## Source

════════════════

2. United’s Proposals Would Provide A Competitive Total Compensation Package For The Company’s Unionized Employees.
Even with significant modifications to the Company’s CBAs in April 2003, United’s unionized employees continue to enjoy pay and benefit levels better than those of workers in comparable jobs in the United States and competitive with (and, in most cases, better than) those of the average comparable worker in the airline industry. For example, United’s present wage structure for top-rate pay exceeds that of mid-sized airlines such as ATA and Jet Blue for all employee groups by 7 - 32 percent and regional airlines by 40 - 111 percent.(306) Even when compared to only the 13 largest other U.S. airlines, United’s union employee wages still exceed average wages by 2 - 19 percent for all employee groups except for flight attendants, who fall just 1.8 percent (or less than $60 per month) below the average for that peer group.(307)

════════════════

Reproduce the passage on United's compensation proposals word for word, from its numbered heading through its final sentence.

════════════════

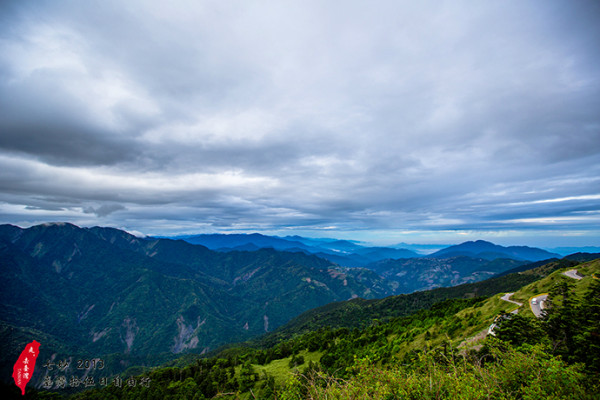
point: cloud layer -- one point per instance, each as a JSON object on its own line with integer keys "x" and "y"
{"x": 383, "y": 116}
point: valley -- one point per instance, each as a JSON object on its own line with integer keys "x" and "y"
{"x": 138, "y": 304}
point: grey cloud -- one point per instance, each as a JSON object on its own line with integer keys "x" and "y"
{"x": 390, "y": 115}
{"x": 103, "y": 210}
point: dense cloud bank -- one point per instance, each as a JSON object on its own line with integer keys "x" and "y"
{"x": 214, "y": 116}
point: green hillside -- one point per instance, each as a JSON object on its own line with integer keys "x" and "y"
{"x": 439, "y": 352}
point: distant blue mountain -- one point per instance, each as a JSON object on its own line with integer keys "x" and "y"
{"x": 343, "y": 252}
{"x": 491, "y": 251}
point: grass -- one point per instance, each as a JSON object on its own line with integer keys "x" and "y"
{"x": 280, "y": 370}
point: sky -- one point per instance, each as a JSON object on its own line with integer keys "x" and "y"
{"x": 381, "y": 121}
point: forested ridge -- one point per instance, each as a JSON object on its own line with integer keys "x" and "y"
{"x": 419, "y": 356}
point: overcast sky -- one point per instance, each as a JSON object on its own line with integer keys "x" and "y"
{"x": 383, "y": 121}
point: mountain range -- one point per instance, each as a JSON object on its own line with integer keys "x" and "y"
{"x": 351, "y": 254}
{"x": 103, "y": 291}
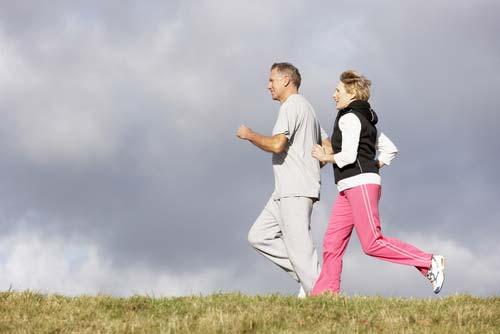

════════════════

## The reply
2. United’s Proposals Would Provide A Competitive Total Compensation Package For The Company’s Unionized Employees.
Even with significant modifications to the Company’s CBAs in April 2003, United’s unionized employees continue to enjoy pay and benefit levels better than those of workers in comparable jobs in the United States and competitive with (and, in most cases, better than) those of the average comparable worker in the airline industry. For example, United’s present wage structure for top-rate pay exceeds that of mid-sized airlines such as ATA and Jet Blue for all employee groups by 7 - 32 percent and regional airlines by 40 - 111 percent.(306) Even when compared to only the 13 largest other U.S. airlines, United’s union employee wages still exceed average wages by 2 - 19 percent for all employee groups except for flight attendants, who fall just 1.8 percent (or less than $60 per month) below the average for that peer group.(307)